On Infallibility of Scripture
"Barth accepts and welcomes scholarly criticism of the Bible, even when it shows the Scriptures to be full of errors and inconsistencies.  He does not consider the Bible infallible, and he deplores orthodox Protestants who make it into "a paper pope."  Nevertheless, the Bible testifies to God's Word, which is revealed to man through human speech.  The words that the biblical writers use may not always be the appropriate ones, but they must be accepted as words elected by God.  There can be, in Barth's view, no question of "disproving" the authority of the Scriptures, for the church today must take the "risk" of accepting the witness of the early Christians who established the canon of the Scriptures, and the Reformation fathers who revised it.  God still speaks within the Bible; in the light of faith, the church and her theologians must listen and undertake the ever-unfinished task of finding out what He is saying." p62

On Temperance: (Barth quote)
"One may be a nonsmoker, abstainer and vegetarian, yet be called Adolph Hitler"

On Music
"If I ever go to heaven, I would first inquire about Mozart, and only then about Augustine, Thomas, Luther, Calvin and Schleiermacher. " 

On Prayer
"If we do not pray, we fail to realize that we are in the presence of God.  God opens this road to us; he commands us to pray.  Thus it is not possible to say, "I shall pray"or "I shall not pray" as if it were an act according to our own good pleasure"  

On Resurrection
"Resurrection means not the continuation of life, but life's completion.  "We shall be changed (1 Corinthians 15 )which does not mean that a quite different life begins, but that this "corruptible must put on incorruption." Then it will be manifest that "death is swallowed up in victory." That which is sown in dishonor and weakness will rise again in glory and power.  the Christian hope does not lead us away from this life.  It is the conquest of death, not a flight into the Beyond."

◇ ◇ ◇ ◇ ◇

_CHALLENGE A_. In the passages on Barth, why can there be no question of "disproving" the authority of the Scriptures? Answer in one to three sentences.

Collected data
◇ ◇ ◇ ◇ ◇

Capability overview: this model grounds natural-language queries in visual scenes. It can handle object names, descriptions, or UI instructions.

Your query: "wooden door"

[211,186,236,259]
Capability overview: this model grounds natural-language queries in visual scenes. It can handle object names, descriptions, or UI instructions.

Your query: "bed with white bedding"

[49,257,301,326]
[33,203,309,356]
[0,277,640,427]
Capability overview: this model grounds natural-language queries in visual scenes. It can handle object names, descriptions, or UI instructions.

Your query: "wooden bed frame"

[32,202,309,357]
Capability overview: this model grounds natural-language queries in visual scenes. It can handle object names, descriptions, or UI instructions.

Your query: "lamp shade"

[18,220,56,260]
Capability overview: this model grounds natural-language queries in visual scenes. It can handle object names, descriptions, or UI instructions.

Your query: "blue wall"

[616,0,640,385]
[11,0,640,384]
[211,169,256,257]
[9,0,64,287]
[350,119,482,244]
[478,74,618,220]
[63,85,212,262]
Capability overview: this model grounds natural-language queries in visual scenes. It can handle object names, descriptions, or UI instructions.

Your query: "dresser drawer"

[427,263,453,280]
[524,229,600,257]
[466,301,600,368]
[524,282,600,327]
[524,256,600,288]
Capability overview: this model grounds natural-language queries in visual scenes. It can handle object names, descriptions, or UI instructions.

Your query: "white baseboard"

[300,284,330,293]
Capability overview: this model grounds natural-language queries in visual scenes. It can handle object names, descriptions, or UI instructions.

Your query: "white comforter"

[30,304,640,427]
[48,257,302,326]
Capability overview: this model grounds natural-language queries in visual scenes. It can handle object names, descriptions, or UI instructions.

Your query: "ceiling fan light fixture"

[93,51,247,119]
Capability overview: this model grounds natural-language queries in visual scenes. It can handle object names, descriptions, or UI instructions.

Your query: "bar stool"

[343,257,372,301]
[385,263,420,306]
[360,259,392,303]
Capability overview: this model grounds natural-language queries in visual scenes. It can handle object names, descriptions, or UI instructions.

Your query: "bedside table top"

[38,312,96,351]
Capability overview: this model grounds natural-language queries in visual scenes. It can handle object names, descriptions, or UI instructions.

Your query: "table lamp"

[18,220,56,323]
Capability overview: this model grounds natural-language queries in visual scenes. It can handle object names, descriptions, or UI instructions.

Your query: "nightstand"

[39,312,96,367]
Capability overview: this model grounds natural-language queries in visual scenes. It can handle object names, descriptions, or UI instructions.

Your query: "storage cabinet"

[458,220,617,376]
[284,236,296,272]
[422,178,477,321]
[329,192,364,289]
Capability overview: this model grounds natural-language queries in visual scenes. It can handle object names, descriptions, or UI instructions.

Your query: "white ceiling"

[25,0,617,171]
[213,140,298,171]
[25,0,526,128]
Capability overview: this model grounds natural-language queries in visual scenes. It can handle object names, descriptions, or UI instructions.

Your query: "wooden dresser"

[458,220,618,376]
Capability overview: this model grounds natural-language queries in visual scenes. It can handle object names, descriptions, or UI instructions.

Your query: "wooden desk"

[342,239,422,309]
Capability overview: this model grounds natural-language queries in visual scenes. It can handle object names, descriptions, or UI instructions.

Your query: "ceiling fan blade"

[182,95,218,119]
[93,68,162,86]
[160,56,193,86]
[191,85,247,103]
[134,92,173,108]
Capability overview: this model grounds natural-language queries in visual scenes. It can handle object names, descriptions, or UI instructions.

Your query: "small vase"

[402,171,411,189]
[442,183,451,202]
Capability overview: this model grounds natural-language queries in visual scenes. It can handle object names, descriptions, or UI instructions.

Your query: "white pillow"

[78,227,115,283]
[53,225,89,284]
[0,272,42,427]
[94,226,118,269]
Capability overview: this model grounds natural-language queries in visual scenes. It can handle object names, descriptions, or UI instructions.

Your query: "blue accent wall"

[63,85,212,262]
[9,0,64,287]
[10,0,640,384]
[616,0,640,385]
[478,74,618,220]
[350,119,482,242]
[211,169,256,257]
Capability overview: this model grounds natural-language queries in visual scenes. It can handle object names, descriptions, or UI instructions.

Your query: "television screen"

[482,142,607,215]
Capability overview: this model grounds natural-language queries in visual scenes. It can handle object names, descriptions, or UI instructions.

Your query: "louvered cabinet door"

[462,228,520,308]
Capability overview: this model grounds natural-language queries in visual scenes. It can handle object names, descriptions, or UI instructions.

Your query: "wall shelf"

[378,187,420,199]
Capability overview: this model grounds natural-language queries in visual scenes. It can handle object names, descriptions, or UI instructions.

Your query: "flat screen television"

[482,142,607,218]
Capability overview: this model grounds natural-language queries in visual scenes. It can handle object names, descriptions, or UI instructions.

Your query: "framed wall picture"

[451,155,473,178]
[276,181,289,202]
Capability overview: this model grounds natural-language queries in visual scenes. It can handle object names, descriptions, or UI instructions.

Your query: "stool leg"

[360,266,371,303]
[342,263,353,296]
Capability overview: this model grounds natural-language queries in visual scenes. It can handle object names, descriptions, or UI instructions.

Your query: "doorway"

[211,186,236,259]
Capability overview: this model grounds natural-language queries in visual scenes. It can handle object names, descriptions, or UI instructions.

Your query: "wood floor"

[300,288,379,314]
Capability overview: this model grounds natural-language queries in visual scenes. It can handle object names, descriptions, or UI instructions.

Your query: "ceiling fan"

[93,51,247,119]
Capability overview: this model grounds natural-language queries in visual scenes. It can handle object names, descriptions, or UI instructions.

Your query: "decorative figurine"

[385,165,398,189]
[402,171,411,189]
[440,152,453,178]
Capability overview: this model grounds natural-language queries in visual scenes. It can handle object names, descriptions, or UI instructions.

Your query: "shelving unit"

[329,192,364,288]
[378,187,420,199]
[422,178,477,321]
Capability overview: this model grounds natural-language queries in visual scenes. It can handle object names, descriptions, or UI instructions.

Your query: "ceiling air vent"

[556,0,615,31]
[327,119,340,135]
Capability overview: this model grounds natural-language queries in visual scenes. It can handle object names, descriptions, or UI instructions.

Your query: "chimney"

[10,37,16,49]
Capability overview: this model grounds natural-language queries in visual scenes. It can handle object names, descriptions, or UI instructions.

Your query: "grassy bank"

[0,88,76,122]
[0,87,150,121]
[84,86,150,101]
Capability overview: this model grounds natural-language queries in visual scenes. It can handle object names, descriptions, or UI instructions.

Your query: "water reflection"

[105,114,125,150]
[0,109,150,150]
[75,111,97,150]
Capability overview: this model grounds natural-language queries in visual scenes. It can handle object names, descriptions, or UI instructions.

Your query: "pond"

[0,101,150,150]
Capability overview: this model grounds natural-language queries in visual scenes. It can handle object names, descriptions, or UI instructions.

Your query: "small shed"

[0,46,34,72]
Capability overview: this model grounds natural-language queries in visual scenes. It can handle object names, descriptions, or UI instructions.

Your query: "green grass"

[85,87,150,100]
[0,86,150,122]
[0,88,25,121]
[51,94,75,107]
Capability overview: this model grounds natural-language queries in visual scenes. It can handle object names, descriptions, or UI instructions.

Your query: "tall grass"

◇ ◇ ◇ ◇ ◇

_CHALLENGE B_. Pull out every line of the records that contains the string "stool". Case counts.

_EXERCISE SOLUTION A_. The church today must take the "risk" of accepting the witness of the early Christians who established the canon of the Scriptures. It must also accept the witness of the Reformation fathers who revised it.

_EXERCISE SOLUTION B_.
Your query: "bar stool"
Your query: "stool leg"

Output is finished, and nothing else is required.